## Selected passage
=== Begin Enclosure ===

SUNDAY CONCERTS WAKE UP L.A.
Once in a while, against expectations and against this city’s long tradition of decentralized growth, you are granted a teasing look at the heart of Los Angeles as more than a five-day, 9-to-5 place of trade and administration, from which everybody goes home after dark and seldom sees on weekends.
Downtown Los Angeles looks more like the center of a great city in the world tradition than it ever has, and its shiny new towers extrude a weekday noontime street life that is colorful and exciting.
Like the Music Center complex before them, the Temporary Contemporary and shortly the Permanent Contemporary art museums and the Dance Center are new destinations to lure the crowds back to mid-town in off-hours, and the Los Angeles Theater Center struggles bravely to become a beacon, pushing back the encircling gloom of Spring Street by night.

=== End Enclosure ===

## Information supplied
=== Begin Enclosure ===

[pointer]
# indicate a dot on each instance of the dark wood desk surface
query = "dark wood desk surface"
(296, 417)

=== End Enclosure ===

## What the task requires
Revise the article on Sunday concerts in downtown Los Angeles, starting at "SUNDAY CONCERTS WAKE" and ending at "sees on weekends.", and change "after dark" to "at nightfall".

## Output of the task
SUNDAY CONCERTS WAKE UP L.A.
Once in a while, against expectations and against this city’s long tradition of decentralized growth, you are granted a teasing look at the heart of Los Angeles as more than a five-day, 9-to-5 place of trade and administration, from which everybody goes home at nightfall and seldom sees on weekends.